::: Reading text
Earlier that year, Bindschadler and Vornberger (1998) had also published a paper in Science in which they used recently-declassified satellite imagery to study an ice stream that flows into the Ross Ice Shelf, finding that since 1963 its width had increased by about 5%, but that its flow speed had decreased by close to 50%.  Although their findings clearly indicated that large dynamic changes can occur in regions of the West Antarctic Ice Sheet over relatively short time periods (implying that trends opposite to the ones they observed could also occur), they too were constrained to state that such observations "do not resolve the overriding question of the stability of the West Antarctic Ice Sheet."  Indeed, the two 1998 studies, taken together, clearly demonstrated that in terms of ice delivered to the ocean, what one ice stream giveth, another taketh away.

Three years later, Shepherd et al. (2001) reported once again on the Pine Island Glacier.  On the basis of satellite altimetry and interferometry measurements, they determined that the thickness of the entire glacial drainage basin had thinned by up to 1.6 meters per year between 1992 and 1999.  Media reports suggested these changes at the edge of the continent could be transmitted swiftly inland, leading to faster sea level rise, with one of them noting that "melting all the Antarctica ice would cause a global sea level rise of about 240 feet" that "would flood virtually all the world's coastal areas and drown many islands."
::::::
Task brief:
Rewrite the Antarctic ice passage from the words "Earlier that year, Bindschadler" through "another taketh away.", changing "ice stream" to "outlet glacier" throughout.
::: Collected material
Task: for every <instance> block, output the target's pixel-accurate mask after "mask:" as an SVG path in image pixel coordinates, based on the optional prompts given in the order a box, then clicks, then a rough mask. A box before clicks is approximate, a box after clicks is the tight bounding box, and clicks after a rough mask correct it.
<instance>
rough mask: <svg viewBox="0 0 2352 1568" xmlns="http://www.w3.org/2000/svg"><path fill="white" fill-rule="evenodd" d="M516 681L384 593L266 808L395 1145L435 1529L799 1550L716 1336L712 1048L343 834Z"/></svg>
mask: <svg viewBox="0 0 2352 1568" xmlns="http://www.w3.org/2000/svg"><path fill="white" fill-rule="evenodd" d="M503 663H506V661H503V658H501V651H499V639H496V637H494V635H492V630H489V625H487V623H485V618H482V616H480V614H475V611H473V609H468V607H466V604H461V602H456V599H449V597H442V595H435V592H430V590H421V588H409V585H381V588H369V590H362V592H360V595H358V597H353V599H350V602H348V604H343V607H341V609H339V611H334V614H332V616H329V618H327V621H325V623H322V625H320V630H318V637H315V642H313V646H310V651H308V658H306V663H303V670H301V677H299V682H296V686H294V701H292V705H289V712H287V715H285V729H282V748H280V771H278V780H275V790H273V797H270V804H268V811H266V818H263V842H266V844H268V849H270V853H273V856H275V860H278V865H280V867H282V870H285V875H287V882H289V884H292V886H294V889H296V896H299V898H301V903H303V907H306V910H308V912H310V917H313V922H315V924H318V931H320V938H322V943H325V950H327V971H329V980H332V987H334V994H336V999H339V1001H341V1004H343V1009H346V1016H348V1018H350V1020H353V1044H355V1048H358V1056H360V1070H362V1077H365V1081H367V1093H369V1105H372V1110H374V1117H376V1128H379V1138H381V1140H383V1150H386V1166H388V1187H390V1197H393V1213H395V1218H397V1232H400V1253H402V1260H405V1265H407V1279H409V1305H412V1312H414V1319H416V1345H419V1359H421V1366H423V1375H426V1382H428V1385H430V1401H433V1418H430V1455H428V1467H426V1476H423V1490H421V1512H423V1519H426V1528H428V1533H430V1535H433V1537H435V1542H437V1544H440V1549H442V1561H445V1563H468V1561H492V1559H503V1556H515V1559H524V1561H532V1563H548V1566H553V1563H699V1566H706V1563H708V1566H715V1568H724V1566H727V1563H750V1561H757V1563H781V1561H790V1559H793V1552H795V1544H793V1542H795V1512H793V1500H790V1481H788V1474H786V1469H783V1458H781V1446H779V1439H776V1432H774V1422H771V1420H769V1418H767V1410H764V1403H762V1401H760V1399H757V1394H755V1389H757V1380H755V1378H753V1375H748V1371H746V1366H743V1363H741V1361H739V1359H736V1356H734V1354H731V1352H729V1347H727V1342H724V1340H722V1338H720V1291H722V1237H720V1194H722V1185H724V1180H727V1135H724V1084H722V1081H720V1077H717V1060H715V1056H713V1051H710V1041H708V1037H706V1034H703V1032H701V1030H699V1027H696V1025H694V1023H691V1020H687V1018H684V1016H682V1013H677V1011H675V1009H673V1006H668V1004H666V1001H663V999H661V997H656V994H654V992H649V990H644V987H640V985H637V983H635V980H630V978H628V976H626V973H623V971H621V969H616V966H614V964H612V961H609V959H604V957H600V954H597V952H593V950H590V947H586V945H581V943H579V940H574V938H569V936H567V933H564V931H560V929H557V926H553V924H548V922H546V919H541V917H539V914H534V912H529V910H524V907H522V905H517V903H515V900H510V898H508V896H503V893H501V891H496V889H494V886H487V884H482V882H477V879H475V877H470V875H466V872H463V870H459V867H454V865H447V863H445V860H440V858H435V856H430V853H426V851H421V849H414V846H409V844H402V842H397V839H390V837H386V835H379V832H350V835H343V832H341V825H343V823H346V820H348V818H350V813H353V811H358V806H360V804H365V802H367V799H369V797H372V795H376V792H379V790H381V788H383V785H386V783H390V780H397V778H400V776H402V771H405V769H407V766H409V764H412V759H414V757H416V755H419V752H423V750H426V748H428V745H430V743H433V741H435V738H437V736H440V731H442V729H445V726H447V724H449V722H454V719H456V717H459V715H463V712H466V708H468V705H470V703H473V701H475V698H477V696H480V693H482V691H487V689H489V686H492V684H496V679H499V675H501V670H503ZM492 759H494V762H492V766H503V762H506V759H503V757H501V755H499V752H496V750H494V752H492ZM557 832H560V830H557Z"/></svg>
::::::
Output for this task:
Earlier that year, Bindschadler and Vornberger (1998) had also published a paper in Science in which they used recently-declassified satellite imagery to study an outlet glacier that flows into the Ross Ice Shelf, finding that since 1963 its width had increased by about 5%, but that its flow speed had decreased by close to 50%.  Although their findings clearly indicated that large dynamic changes can occur in regions of the West Antarctic Ice Sheet over relatively short time periods (implying that trends opposite to the ones they observed could also occur), they too were constrained to state that such observations "do not resolve the overriding question of the stability of the West Antarctic Ice Sheet."  Indeed, the two 1998 studies, taken together, clearly demonstrated that in terms of ice delivered to the ocean, what one outlet glacier giveth, another taketh away.